(TEXT SEGMENT):

┏━━

And one more thing - and call me very suspicious - but have you looked into this youth hostel and seen that it's legit? Exactly what kind of work will you be doing in exchange for room and board? 

Don't hand them over your passport for "safe-keeping"!


----------



## inayeseaewe (Jul 14, 2014)

lol wow thanks for all the concern, an the information. to clarify, it was a resident visa I looked into at the consulate, not a work visa, which might explain the misunderstandings. also I am aware of the process and difficulties in obtaining a work visa, hence the "under the table" work. I am also aware of the consequences of such work should the authorities catch wind, but to be quite frank i'll cross that bridge when i get there.

i know the Spanish economy is in the dumps at the moment, and i have no intention of putting any native Spaniards or Canarians out of work, but if i'm offered some small cash compensation for the work i do, well i'm not one to refuse. 

Also, this is not a spur of the moment thing. i've researched my hosts and destinations thoroughly, read reviews, and corresponded with folks who have worked there previously (incluing Britons and Americans). I appreciate everybody looking out, but these opportunities were found on a reputable site with countless reviews and a strict vetting process for prospective hosts and volunteers. Plus, as I think I mentioned I have considerable savings (thanks corporate America!) to fall back on if I don't end up making any money; so yes perhaps it is just a fun way to spend the summer, but I'm aiming to turn it in to something a bit more permanent. 

Now, forgive my ignorance on one point, but does the 90 day travel visa limit apply to the entire Eurozone, or is it applied on a country by country basis? If the latter is the case I suppose i can just move countries when my expiration is approaching, however that seems a little too easy. I am a skilled worker (i think), but I doubt in any way that would qualify me for something no other Spaniard can do.

┗━━

(WORK INSTRUCTION 1):
In the forum thread, what kind of visa did the poster look into at the consulate?
(WORK INSTRUCTION 2):
Transcribe the part of the forum thread starting at "Don't hand them" and ending at "one to refuse.".

(DATA UNDER STUDY):
┏━━

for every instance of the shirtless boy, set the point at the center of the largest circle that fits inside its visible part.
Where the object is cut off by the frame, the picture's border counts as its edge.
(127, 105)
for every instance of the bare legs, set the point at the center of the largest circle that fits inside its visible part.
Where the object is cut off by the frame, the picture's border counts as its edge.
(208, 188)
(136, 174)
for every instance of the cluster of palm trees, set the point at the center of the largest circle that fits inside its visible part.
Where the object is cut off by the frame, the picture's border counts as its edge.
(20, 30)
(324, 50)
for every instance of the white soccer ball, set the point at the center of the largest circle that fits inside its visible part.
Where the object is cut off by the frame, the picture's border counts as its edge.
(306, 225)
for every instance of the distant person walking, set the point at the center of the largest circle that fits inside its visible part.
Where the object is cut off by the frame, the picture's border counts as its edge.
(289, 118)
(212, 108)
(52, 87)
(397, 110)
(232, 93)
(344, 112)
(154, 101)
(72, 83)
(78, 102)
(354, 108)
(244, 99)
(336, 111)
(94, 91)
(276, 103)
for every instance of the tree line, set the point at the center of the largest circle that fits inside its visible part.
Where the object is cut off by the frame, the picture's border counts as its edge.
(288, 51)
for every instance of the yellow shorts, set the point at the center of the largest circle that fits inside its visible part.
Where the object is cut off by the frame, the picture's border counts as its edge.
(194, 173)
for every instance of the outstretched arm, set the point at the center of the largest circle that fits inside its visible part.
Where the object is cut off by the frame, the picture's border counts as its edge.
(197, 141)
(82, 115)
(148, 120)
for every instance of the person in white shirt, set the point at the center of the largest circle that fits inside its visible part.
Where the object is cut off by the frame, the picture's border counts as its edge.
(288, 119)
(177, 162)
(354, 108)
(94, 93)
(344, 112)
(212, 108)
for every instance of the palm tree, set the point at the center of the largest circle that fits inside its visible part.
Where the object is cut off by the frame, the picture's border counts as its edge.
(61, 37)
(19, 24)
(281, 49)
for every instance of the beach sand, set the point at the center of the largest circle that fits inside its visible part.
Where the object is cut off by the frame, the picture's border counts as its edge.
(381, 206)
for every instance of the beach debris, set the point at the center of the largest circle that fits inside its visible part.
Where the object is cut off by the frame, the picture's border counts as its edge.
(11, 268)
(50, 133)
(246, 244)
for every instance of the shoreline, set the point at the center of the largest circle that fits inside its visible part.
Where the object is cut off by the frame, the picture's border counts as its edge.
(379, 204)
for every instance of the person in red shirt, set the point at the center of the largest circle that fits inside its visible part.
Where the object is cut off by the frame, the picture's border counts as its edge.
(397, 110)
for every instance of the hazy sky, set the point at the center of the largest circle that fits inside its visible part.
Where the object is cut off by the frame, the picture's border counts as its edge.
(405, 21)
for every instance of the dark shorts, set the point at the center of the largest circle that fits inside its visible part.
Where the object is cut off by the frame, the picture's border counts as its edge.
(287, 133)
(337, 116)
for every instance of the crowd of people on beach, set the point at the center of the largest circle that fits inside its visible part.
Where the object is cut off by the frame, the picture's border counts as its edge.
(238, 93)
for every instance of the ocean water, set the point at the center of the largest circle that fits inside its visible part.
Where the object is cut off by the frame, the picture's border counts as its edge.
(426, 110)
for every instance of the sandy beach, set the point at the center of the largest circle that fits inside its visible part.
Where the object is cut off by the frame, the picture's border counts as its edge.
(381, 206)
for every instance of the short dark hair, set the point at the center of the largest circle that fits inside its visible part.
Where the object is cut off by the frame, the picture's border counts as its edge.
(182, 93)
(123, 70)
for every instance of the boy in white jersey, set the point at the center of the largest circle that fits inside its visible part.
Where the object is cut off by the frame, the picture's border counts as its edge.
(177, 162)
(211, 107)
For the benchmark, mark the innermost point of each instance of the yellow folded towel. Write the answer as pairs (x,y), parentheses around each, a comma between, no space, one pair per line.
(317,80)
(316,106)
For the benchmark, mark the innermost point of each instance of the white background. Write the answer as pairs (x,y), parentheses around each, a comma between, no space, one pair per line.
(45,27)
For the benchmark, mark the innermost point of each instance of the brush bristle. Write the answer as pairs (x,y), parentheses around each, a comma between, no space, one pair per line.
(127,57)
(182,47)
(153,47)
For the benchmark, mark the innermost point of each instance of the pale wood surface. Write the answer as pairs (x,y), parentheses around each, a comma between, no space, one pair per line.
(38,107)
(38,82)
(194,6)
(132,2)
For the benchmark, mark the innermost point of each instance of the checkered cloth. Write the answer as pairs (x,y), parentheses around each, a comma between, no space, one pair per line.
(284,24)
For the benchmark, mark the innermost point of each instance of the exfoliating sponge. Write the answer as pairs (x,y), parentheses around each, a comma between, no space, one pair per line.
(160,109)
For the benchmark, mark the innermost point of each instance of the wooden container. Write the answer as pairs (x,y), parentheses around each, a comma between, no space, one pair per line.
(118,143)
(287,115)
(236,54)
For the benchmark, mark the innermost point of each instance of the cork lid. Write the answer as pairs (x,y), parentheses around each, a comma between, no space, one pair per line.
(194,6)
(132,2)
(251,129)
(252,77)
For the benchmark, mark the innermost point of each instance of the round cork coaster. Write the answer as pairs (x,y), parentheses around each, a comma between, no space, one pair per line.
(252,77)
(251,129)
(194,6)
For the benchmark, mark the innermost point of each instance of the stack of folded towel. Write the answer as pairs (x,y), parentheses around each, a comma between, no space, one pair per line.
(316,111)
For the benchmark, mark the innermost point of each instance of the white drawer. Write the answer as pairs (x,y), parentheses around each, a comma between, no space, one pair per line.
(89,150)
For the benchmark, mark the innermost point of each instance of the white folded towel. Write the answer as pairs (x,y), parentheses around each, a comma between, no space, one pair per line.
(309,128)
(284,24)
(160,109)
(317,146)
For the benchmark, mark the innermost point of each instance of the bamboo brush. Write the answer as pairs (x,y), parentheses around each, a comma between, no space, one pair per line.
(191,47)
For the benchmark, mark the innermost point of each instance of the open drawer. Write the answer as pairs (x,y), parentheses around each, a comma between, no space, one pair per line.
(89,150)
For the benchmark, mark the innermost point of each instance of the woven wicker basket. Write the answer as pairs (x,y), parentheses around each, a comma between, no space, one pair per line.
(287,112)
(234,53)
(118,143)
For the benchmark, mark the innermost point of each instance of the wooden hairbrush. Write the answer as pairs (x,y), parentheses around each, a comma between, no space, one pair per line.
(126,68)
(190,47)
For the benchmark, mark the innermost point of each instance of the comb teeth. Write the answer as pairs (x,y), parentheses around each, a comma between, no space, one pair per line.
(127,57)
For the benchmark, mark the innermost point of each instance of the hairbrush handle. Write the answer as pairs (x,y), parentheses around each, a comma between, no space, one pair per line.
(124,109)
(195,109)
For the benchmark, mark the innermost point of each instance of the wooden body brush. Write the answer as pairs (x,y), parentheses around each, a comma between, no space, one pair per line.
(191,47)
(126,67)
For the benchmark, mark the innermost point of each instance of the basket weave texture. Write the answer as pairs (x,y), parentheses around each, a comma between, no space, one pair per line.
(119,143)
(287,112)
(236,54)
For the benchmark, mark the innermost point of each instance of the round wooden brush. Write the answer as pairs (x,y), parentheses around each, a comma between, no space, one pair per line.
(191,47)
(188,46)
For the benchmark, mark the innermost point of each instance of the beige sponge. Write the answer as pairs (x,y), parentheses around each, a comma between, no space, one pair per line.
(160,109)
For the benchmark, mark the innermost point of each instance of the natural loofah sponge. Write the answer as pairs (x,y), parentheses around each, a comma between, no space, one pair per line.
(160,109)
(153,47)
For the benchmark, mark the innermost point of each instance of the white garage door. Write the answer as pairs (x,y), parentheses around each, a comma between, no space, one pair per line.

┗━━

(ANSWER 1):
A resident visa, not a work visa.

(ANSWER 2):
Don't hand them over your passport for "safe-keeping"!


----------



## inayeseaewe (Jul 14, 2014)

lol wow thanks for all the concern, an the information. to clarify, it was a resident visa I looked into at the consulate, not a work visa, which might explain the misunderstandings. also I am aware of the process and difficulties in obtaining a work visa, hence the "under the table" work. I am also aware of the consequences of such work should the authorities catch wind, but to be quite frank i'll cross that bridge when i get there.

i know the Spanish economy is in the dumps at the moment, and i have no intention of putting any native Spaniards or Canarians out of work, but if i'm offered some small cash compensation for the work i do, well i'm not one to refuse.